### EXTRACT TO READ:
______
Formal logic provides us with a powerful set of techniques for criticizing some arguments and showing others to be valid. These techniques are relevant to all of us with an interest in being skilful and accurate reasoners.
In this very accessible book, extensively revised and rewritten for the second edition, Peter Smith presents a guide to the fundamental aims and basic elements of formal logic. He introduces the reader to the languages of propositional and predicate logic, and develops natural deduction systems for evaluating arguments translated into these languages. His discussion is richly illustrated with worked examples and exercises, and alongside the formal work there is illuminating philosophical commentary.
This book, a corrected reprint of an edition first published by CUP, will make an ideal text for a first logic course and will provide a firm basis for further work in formal and philosophical logic.
This book was simpler and more conducive to internalizing basic logic than the UCLA Logic Software program and the accompanying "terrytext" that I used my first time around this stuff in undergrad.
______
### Data records:

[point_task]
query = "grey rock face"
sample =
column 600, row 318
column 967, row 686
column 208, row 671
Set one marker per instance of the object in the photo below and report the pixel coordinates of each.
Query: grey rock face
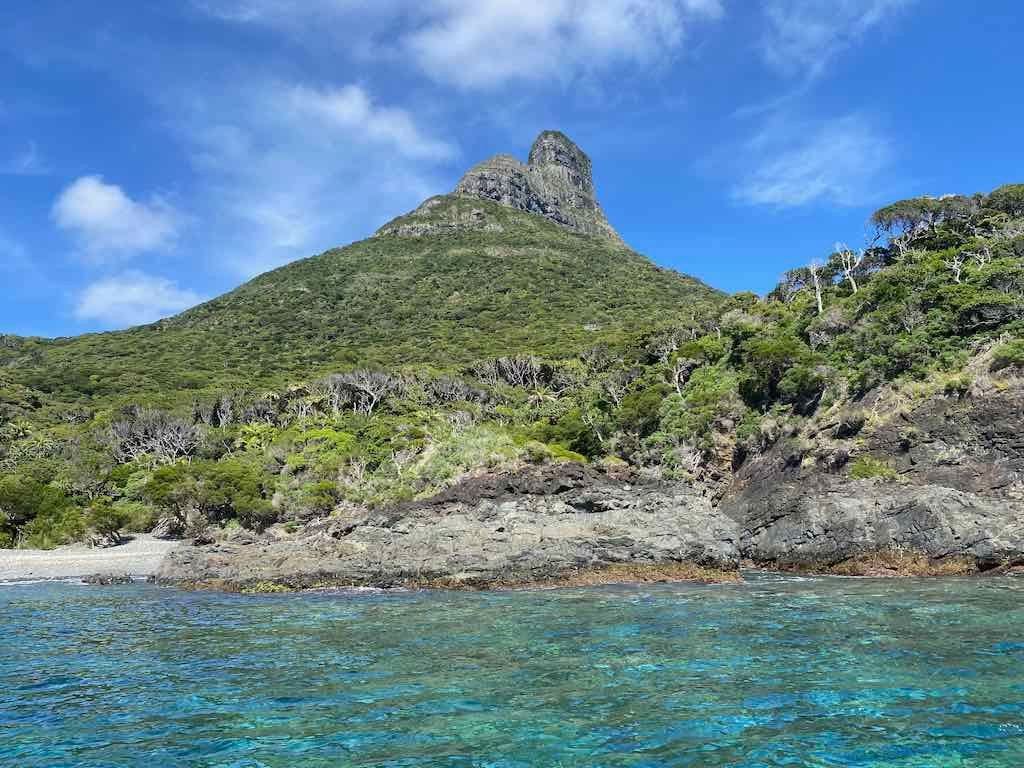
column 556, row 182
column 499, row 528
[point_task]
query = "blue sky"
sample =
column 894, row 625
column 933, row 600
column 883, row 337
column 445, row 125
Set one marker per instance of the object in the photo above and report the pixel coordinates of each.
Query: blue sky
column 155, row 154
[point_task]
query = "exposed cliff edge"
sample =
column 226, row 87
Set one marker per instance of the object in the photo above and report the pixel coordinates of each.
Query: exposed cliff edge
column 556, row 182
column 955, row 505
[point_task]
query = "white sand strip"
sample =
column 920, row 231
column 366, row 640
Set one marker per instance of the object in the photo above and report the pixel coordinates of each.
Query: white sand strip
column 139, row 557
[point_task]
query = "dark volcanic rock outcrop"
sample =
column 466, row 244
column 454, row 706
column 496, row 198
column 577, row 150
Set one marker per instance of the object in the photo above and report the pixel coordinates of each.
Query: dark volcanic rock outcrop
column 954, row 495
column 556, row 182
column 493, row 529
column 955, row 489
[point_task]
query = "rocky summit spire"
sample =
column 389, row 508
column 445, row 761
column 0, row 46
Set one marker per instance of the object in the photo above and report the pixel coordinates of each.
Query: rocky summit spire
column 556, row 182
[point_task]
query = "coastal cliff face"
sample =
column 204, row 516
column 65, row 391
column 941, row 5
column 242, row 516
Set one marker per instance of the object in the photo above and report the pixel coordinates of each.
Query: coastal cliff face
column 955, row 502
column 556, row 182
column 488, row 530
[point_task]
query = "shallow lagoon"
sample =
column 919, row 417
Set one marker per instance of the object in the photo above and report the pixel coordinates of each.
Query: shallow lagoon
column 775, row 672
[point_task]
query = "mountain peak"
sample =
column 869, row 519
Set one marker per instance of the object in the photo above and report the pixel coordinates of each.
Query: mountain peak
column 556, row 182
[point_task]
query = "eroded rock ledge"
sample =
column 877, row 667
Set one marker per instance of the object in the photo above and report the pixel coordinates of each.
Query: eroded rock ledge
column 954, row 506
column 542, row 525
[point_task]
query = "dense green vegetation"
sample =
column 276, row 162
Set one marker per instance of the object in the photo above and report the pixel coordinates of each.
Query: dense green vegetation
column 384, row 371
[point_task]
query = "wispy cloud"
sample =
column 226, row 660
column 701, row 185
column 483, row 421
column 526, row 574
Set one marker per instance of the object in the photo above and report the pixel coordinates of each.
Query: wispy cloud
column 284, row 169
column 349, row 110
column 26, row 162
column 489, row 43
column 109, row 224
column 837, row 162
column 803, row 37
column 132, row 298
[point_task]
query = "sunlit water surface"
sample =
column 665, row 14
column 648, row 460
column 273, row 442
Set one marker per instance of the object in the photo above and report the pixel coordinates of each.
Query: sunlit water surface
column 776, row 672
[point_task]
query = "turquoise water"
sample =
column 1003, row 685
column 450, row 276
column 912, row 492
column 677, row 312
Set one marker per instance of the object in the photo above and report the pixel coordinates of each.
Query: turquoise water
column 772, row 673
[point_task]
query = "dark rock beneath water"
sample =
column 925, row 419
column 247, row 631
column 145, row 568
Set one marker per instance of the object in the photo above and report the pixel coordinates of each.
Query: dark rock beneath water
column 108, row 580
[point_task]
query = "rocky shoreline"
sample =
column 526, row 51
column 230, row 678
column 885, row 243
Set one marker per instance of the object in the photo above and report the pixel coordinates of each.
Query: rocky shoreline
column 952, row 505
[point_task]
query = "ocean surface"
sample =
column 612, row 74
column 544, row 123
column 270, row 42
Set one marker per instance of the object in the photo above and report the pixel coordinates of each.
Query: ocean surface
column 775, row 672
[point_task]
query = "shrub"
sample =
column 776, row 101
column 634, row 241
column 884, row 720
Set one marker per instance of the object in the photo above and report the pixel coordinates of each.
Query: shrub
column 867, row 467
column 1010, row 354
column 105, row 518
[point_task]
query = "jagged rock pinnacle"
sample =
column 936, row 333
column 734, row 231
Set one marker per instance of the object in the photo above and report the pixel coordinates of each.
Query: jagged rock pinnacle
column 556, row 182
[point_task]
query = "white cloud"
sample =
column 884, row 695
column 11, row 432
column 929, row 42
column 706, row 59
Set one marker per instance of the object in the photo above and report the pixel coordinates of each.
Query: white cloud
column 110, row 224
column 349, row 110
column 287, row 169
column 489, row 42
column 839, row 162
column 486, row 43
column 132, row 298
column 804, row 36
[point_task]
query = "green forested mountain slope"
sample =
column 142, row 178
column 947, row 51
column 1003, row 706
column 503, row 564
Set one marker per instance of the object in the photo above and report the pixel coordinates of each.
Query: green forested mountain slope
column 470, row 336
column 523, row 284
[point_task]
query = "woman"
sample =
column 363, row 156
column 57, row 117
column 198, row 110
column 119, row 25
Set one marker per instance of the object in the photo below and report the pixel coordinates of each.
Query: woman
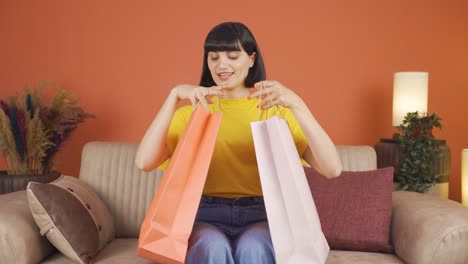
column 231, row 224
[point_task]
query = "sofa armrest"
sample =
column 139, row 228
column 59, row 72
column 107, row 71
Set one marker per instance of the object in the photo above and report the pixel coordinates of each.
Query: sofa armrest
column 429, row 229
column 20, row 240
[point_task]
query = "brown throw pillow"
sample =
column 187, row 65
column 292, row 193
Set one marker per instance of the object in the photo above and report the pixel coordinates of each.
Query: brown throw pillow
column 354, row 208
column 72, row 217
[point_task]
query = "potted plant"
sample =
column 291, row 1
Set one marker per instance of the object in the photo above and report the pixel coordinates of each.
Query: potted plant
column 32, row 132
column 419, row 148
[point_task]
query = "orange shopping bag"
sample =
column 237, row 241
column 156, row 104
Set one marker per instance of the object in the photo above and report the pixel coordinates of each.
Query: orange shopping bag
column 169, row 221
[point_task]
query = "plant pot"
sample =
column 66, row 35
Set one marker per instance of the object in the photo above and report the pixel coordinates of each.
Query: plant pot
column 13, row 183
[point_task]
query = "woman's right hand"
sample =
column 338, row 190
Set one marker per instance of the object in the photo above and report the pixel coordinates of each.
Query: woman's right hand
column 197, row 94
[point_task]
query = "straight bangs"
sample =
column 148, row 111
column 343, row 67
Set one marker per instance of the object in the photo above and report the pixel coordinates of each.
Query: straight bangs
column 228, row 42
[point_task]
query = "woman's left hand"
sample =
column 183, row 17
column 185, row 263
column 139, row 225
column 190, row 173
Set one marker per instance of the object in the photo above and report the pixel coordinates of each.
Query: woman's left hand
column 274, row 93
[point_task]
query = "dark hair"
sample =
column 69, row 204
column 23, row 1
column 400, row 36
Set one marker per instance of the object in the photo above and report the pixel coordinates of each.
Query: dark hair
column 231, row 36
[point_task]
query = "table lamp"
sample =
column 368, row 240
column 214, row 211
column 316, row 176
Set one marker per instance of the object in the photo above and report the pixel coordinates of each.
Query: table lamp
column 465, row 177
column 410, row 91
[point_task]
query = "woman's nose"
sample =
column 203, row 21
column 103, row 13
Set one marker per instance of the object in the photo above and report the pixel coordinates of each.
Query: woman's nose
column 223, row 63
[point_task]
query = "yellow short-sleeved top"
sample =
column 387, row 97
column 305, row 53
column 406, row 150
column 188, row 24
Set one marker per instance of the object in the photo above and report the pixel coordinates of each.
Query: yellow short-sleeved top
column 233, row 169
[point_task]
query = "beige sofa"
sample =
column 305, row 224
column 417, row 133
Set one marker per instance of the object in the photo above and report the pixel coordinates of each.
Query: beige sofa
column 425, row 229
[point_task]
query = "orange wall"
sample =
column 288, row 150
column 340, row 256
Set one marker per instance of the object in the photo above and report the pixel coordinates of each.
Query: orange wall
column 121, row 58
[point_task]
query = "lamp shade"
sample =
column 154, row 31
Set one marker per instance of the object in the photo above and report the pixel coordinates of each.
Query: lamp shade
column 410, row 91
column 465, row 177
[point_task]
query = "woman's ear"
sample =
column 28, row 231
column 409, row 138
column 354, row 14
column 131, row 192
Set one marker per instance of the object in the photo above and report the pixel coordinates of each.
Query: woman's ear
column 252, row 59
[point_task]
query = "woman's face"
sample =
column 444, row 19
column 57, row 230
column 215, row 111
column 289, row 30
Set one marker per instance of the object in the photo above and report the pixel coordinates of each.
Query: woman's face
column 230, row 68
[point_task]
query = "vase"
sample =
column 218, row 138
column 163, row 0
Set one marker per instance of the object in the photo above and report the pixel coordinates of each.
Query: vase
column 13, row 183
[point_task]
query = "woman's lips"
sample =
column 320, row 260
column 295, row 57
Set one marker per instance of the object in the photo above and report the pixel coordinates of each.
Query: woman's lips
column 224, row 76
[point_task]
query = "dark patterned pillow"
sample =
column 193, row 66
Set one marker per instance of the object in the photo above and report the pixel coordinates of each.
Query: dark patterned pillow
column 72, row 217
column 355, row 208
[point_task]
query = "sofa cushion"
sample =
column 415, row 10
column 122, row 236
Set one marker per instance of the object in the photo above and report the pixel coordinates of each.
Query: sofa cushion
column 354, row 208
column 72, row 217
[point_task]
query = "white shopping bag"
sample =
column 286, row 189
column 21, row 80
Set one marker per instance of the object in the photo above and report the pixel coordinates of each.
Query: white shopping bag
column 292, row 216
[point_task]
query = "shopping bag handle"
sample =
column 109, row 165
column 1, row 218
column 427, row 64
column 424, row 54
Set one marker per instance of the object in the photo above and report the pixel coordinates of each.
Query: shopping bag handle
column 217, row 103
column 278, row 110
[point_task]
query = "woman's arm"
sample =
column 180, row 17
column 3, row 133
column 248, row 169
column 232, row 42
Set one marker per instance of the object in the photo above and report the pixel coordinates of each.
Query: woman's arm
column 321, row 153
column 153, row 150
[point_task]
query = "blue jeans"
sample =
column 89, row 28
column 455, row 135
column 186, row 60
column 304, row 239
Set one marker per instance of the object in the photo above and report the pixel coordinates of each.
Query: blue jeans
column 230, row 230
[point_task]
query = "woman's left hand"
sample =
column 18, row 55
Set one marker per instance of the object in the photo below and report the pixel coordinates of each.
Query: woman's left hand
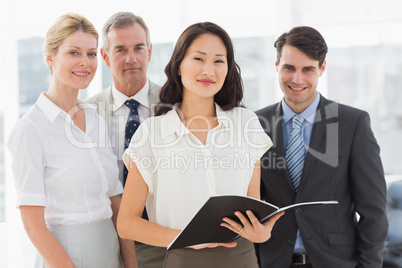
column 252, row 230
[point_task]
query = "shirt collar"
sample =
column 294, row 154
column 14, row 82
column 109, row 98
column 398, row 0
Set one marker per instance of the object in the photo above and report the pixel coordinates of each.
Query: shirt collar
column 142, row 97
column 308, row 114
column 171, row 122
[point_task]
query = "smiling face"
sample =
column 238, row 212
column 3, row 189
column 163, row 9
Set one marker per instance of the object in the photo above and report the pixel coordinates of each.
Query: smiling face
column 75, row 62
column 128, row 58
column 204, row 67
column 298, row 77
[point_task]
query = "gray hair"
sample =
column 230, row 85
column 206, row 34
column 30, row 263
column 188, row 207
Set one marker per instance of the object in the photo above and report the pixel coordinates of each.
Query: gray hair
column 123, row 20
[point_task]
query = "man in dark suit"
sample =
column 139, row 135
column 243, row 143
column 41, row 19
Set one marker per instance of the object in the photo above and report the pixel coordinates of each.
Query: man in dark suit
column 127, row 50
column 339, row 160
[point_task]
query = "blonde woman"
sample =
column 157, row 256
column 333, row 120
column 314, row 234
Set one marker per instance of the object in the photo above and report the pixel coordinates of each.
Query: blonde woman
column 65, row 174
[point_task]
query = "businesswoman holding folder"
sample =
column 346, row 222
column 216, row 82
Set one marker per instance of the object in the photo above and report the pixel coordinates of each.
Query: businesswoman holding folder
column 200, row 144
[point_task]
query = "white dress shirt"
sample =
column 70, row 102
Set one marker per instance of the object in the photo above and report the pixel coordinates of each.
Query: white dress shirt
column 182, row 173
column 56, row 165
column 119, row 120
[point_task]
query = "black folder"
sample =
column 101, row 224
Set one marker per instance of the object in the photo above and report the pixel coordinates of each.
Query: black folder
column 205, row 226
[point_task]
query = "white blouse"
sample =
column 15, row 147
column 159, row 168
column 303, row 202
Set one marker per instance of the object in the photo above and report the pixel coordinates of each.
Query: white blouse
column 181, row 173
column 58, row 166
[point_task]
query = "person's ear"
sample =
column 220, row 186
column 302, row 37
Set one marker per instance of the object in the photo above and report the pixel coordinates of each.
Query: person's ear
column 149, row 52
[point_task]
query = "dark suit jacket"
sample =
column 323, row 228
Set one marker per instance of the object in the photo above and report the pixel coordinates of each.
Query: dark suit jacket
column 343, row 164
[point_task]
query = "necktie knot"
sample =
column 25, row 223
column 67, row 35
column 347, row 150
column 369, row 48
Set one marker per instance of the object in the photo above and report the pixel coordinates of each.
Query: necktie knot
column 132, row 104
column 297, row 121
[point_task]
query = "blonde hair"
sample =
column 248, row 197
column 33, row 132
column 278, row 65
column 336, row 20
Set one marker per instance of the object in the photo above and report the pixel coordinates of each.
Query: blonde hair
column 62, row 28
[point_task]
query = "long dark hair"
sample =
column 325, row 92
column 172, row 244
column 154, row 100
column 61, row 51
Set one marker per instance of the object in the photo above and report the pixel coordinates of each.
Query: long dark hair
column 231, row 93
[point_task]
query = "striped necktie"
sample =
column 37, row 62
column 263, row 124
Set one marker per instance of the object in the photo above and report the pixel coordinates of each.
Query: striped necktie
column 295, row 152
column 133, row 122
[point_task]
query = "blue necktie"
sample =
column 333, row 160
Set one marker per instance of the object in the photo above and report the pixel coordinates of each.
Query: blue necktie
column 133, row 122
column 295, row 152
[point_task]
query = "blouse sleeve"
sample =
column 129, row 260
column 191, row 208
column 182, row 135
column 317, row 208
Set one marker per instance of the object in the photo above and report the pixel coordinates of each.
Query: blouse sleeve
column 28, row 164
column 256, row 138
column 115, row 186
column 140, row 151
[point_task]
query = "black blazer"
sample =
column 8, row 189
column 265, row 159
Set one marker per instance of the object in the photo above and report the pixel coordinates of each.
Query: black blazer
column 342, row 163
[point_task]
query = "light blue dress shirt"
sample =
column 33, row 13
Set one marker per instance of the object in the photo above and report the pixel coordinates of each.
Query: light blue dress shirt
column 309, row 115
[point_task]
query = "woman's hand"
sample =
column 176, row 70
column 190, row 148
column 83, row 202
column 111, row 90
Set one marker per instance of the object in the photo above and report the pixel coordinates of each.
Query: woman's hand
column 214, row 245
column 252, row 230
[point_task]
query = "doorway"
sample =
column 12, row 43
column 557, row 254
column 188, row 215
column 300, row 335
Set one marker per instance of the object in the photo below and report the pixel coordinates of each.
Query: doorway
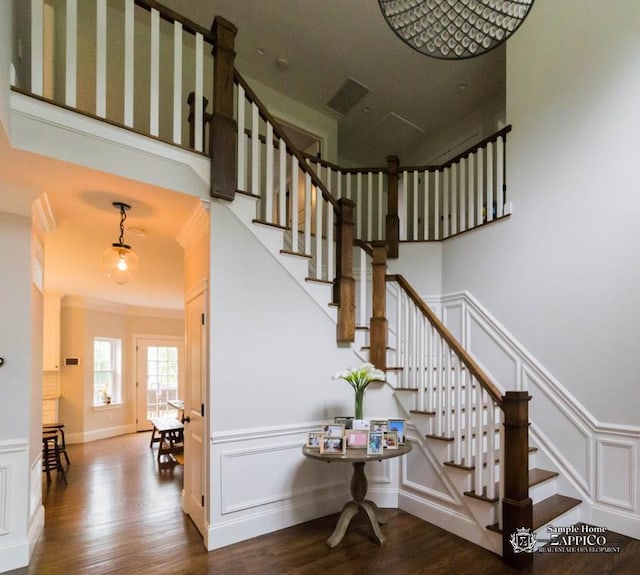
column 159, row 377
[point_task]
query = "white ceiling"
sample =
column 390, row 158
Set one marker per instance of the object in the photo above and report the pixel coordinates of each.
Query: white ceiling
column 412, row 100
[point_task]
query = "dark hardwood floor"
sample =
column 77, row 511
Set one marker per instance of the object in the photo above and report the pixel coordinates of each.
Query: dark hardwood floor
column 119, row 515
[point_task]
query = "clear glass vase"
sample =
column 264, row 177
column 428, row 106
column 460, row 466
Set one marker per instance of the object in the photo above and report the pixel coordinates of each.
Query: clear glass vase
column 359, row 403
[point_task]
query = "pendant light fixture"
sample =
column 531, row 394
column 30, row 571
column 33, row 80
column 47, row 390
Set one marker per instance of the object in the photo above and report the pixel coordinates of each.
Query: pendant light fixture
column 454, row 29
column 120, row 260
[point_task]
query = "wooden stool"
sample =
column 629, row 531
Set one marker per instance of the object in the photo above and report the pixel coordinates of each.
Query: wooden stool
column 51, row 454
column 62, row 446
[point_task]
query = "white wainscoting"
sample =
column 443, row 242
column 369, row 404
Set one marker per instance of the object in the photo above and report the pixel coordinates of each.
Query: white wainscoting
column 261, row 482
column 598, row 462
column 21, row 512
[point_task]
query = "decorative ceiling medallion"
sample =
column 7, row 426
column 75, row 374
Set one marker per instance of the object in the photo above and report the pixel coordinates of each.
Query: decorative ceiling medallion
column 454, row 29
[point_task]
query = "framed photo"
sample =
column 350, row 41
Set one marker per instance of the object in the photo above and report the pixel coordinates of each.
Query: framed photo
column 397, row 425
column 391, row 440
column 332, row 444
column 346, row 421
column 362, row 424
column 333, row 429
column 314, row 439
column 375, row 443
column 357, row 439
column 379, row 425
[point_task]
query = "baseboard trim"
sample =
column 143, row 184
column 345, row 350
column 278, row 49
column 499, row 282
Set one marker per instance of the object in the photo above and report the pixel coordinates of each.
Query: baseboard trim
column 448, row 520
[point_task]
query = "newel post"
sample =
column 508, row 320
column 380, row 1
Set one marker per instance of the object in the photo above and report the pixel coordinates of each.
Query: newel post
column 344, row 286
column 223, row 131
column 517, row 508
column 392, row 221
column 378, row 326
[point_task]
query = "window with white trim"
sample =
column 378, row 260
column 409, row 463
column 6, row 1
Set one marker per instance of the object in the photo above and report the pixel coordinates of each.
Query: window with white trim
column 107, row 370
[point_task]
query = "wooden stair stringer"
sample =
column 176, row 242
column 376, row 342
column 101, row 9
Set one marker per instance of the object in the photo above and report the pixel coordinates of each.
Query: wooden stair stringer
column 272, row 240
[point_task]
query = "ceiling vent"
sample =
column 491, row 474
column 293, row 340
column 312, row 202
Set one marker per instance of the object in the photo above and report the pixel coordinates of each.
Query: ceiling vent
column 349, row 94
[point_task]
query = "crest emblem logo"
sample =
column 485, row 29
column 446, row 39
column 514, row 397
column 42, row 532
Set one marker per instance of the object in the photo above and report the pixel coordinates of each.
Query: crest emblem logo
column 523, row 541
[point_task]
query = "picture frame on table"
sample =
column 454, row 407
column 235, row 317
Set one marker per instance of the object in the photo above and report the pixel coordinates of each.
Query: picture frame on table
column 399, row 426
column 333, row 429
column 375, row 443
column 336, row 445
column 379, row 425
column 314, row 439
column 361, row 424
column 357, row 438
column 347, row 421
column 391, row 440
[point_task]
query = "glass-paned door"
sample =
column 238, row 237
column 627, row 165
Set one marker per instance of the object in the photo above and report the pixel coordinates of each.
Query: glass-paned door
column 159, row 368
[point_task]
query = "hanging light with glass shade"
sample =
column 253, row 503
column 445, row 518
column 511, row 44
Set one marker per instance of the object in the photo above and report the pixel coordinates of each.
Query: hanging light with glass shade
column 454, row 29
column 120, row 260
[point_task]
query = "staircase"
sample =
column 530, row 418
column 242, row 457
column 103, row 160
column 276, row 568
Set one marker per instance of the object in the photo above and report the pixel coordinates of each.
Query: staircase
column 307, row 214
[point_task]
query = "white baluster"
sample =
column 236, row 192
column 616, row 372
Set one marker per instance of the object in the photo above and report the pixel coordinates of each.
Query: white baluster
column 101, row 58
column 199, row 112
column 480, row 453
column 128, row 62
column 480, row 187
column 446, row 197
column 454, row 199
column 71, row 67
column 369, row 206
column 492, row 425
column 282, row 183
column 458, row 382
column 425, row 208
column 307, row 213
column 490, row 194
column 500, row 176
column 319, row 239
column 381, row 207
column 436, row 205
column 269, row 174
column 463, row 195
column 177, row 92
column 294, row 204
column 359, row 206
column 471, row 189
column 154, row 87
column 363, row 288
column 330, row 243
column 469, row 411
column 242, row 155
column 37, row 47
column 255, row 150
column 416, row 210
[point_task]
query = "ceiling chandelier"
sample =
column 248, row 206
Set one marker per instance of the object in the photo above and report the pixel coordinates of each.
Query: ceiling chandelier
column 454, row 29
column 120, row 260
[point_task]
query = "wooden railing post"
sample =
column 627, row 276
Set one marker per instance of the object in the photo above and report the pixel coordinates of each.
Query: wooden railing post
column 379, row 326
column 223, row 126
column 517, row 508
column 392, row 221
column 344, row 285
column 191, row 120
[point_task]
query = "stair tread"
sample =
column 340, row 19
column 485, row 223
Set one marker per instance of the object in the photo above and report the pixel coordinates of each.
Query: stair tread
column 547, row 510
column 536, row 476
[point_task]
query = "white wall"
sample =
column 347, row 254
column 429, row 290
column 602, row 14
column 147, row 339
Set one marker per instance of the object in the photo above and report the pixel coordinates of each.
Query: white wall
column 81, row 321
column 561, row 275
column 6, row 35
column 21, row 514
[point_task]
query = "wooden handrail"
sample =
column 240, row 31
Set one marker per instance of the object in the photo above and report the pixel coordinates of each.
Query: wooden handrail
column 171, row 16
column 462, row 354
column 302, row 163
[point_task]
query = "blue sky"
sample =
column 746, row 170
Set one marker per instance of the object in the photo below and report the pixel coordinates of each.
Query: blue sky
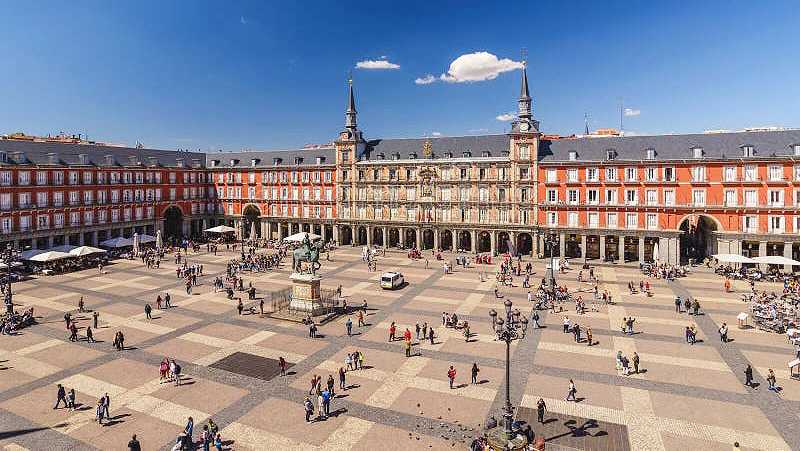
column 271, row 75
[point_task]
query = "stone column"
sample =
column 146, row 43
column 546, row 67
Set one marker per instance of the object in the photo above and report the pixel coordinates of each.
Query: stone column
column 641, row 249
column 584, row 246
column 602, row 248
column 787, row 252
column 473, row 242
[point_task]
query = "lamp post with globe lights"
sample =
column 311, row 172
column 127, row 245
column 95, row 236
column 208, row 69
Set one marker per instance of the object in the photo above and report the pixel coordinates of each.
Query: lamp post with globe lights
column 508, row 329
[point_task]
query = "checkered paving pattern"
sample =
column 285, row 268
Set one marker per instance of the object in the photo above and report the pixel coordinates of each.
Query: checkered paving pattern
______
### PARTS OF THE EXERCISE:
A - Answer these questions using the logic book description above:
(i) Who presents the guide to formal logic?
(ii) Which two languages of logic does the book introduce the reader to?
(iii) Which publisher first published the edition that this book reprints?
B - Copy the part of the logic book description that starts with "Formal logic provides" and goes on through "and accurate reasoners.".

### RESULTS BY TASK:
A -
(i) Peter Smith
(ii) Propositional logic and predicate logic
(iii) CUP

B -
Formal logic provides us with a powerful set of techniques for criticizing some arguments and showing others to be valid. These techniques are relevant to all of us with an interest in being skilful and accurate reasoners.